%%

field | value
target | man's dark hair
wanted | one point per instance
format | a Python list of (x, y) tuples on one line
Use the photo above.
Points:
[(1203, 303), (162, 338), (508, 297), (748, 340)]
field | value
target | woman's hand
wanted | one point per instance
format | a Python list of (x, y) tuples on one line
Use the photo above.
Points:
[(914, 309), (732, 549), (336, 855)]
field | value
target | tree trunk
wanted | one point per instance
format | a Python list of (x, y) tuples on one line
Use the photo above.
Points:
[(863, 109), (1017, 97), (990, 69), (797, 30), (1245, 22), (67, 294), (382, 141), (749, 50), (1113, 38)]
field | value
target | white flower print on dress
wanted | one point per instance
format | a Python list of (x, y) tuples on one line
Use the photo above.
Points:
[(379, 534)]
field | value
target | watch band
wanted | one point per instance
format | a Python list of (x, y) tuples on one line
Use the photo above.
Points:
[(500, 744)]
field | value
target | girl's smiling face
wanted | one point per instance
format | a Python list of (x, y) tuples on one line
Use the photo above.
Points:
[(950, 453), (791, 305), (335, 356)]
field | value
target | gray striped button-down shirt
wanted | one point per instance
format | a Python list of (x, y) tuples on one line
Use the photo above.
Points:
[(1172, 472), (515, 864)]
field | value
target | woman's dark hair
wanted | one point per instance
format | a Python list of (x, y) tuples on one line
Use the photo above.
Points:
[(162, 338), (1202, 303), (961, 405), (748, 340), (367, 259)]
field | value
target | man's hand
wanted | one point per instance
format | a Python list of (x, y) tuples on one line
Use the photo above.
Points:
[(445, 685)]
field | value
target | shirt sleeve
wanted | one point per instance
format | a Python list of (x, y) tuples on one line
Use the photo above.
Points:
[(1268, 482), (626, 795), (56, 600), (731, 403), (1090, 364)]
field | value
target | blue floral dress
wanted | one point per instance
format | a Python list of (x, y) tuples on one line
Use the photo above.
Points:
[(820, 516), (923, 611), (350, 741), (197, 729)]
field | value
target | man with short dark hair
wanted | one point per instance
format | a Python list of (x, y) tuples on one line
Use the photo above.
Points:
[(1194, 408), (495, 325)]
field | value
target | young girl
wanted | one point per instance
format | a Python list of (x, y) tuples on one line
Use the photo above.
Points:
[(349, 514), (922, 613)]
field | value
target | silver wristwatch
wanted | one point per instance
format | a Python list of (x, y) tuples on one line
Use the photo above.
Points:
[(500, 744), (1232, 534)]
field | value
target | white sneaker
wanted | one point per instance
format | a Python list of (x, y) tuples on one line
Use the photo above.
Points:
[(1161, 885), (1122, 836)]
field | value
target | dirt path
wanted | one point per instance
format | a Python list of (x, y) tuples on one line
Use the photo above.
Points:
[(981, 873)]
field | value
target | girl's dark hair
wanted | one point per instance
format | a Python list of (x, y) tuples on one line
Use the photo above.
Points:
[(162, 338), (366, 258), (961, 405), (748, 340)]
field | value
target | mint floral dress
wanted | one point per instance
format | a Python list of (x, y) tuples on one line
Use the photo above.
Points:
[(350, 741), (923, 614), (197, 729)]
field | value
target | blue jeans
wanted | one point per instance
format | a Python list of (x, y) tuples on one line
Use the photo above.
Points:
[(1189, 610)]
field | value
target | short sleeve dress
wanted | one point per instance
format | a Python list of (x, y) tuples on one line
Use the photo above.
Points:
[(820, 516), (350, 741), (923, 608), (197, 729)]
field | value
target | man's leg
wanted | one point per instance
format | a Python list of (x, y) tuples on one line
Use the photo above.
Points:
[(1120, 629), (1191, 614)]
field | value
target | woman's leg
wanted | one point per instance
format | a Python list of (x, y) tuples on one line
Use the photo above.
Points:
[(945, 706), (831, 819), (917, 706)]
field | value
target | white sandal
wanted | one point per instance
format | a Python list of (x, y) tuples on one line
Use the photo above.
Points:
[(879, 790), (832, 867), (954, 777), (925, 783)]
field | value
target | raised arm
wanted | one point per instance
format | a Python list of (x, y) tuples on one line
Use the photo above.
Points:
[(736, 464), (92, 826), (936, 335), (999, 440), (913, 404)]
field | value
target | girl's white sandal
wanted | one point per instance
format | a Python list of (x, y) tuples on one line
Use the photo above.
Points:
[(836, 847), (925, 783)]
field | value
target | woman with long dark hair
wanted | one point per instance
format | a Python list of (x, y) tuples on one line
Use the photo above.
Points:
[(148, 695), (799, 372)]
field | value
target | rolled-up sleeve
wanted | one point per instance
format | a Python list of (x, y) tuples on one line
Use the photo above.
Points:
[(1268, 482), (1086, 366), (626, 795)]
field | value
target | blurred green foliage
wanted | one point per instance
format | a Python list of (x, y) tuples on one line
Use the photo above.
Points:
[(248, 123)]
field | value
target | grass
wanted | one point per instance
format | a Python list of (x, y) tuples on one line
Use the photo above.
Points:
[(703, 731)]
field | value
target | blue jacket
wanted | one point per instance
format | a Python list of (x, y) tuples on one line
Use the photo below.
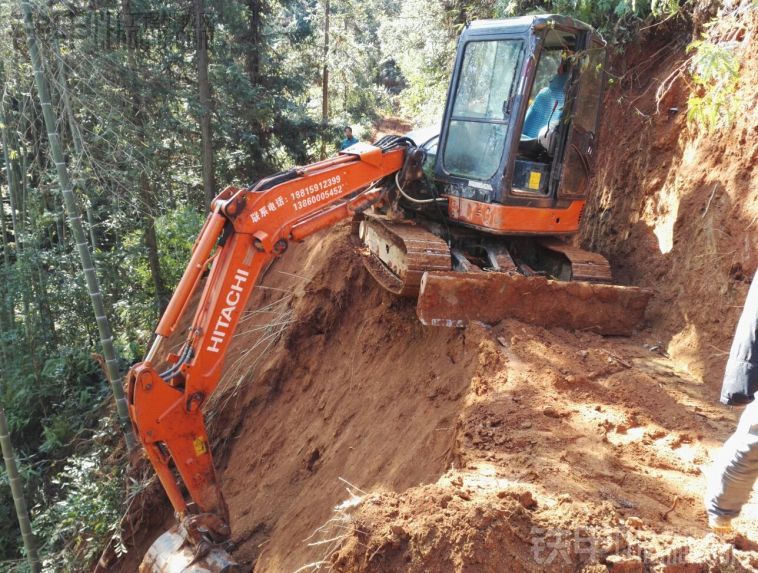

%%

## OBJECTIVE
Can you give the material from its start through the line holding "[(820, 516), (923, 611), (350, 741), (197, 729)]", inclusive, as a two-column CSV with the headers label_request and points? Each request should get one row, with its text and its answer each in a single quoted field and any line breaks turned into spaces.

## FULL OUTPUT
label_request,points
"field | value target | man's dark hair wanted | one point per instance format | a Python list of (x, y) tuples on one line Use the photo above. Points:","[(1203, 303), (162, 338), (508, 297), (748, 340)]"
"field | value target | woman's hand wanted | one point per instance format | a Python list of (x, y) tuples on one line Use the photo above. Points:","[(914, 309), (732, 549), (336, 855)]"
"field | value target | tree trunk wanted | one point per instance format | a Python list of (x, y) tuples on one line Use the photo above. Points:","[(863, 109), (1017, 97), (990, 69), (797, 30), (1245, 22), (67, 294), (382, 141), (749, 50), (1113, 38)]"
"field | value target | white flower print on dress wanted | one point per instance format | a Python list of (x, y) tuples on one line Use the photo above. Points:","[(379, 534)]"
"field | value target | watch band wanted | one point per instance format | a Python list of (x, y) tuples on one line Use the photo above. Points:","[(500, 744)]"
"field | value target | girl's smiling face wanted | one point per instance format | a Python list of (x, y) tuples on one line Use the photo above. Points:","[(950, 453), (791, 305), (335, 356)]"
"field | value target | gray striped button-down shirt wanted | one point per instance format | a Python list of (x, y) tuples on one line Use the photo above. Points:","[(1172, 472), (515, 864)]"
"field | value target | woman's dark hair wanted | one point per instance format | a Python list of (x, y) tuples on one line Use the photo above. Points:","[(162, 338), (1202, 303), (961, 405), (748, 340), (367, 259)]"
"field | value target | man's hand wanted | one point per instance format | a Python list of (x, y) tuples on one line Use the photo above. Points:","[(445, 685)]"
"field | value target | shirt sleeve wanted | one point per instance format | a Python list of (x, y) tuples on one line Use the photo above. Points:","[(1268, 482), (626, 795), (56, 600), (731, 403), (1090, 364)]"
"field | value target | blue floral dress wanted | one point per instance format | a Python list of (x, y) tuples on one line Use the photo above. Points:","[(820, 516), (923, 611), (350, 741), (197, 729)]"